REQUIRED TASK
Reproduce every one of the items below verbatim, line for line, without changing anything.

============

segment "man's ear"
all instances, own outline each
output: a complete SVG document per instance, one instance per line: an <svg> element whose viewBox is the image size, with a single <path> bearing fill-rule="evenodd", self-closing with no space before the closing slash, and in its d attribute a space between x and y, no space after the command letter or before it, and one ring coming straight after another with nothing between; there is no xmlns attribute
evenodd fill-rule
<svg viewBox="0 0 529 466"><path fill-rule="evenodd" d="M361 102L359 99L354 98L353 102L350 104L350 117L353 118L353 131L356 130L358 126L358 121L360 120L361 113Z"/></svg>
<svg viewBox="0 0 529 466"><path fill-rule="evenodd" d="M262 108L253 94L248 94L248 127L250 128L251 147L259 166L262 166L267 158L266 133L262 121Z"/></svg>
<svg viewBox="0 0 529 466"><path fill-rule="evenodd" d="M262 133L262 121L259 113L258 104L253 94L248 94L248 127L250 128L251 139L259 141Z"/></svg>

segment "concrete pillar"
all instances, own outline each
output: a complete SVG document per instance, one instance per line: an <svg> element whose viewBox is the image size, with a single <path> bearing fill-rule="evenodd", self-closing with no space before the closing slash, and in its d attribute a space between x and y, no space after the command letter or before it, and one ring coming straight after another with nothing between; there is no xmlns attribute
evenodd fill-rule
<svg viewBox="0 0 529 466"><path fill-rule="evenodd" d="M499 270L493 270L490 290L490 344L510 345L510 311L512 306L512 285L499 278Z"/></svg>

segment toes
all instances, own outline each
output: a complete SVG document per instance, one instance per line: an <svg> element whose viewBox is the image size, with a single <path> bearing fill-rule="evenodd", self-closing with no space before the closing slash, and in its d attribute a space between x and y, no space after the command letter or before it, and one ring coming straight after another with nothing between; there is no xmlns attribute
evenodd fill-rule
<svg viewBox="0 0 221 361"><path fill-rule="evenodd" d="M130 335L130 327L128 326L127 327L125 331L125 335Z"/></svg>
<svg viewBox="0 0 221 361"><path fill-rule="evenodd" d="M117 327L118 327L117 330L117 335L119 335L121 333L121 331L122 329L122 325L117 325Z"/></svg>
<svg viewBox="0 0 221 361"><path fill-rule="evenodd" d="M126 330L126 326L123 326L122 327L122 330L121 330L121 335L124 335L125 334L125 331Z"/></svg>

============

RESULT OF THIS TASK
segment "man's ear"
all instances, own outline each
output: a complete SVG document per instance, one instance per line: an <svg> element whose viewBox is the image size, with a single <path> bearing fill-rule="evenodd", self-closing with no space before the closing slash, and in its d attribute a space between x and y, no space after the command letter or before it, and one ring coming straight after another with nothing between; there is no xmlns attribute
evenodd fill-rule
<svg viewBox="0 0 529 466"><path fill-rule="evenodd" d="M361 102L359 99L354 98L353 102L350 104L350 117L353 118L353 131L356 130L358 126L358 121L360 120L361 113Z"/></svg>
<svg viewBox="0 0 529 466"><path fill-rule="evenodd" d="M262 108L253 94L248 94L248 127L250 128L251 147L259 166L262 166L267 158L266 133L262 121Z"/></svg>
<svg viewBox="0 0 529 466"><path fill-rule="evenodd" d="M262 133L262 121L259 113L258 104L253 94L248 94L248 127L250 128L251 139L259 141Z"/></svg>

segment "concrete pillar"
all instances, own outline each
output: a complete SVG document per instance, one instance per line: an <svg> element whose viewBox is the image size, with a single <path> bearing fill-rule="evenodd", self-closing with no space before the closing slash, and in its d attribute a space between x and y, no space after the command letter or before it, and one ring coming straight after another with nothing between; there is no xmlns attribute
evenodd fill-rule
<svg viewBox="0 0 529 466"><path fill-rule="evenodd" d="M499 270L493 270L490 290L490 344L510 345L510 311L512 306L512 285L499 278Z"/></svg>

segment toes
all instances, own outline each
output: a complete SVG document per instance, one instance per line: an <svg> element whose viewBox is the image size, with a single <path> bearing fill-rule="evenodd", self-closing with no space before the closing slash, and in its d attribute a space between x and y, no space after the command letter or before it, and one ring coming straight after another with nothing between; there is no xmlns attribute
evenodd fill-rule
<svg viewBox="0 0 221 361"><path fill-rule="evenodd" d="M130 335L130 327L128 326L127 327L125 331L125 335Z"/></svg>
<svg viewBox="0 0 221 361"><path fill-rule="evenodd" d="M117 327L118 327L117 330L117 335L119 335L121 333L121 331L122 329L122 325L117 325Z"/></svg>
<svg viewBox="0 0 221 361"><path fill-rule="evenodd" d="M126 330L126 326L123 326L122 327L122 330L121 330L121 335L124 335L125 334L125 331Z"/></svg>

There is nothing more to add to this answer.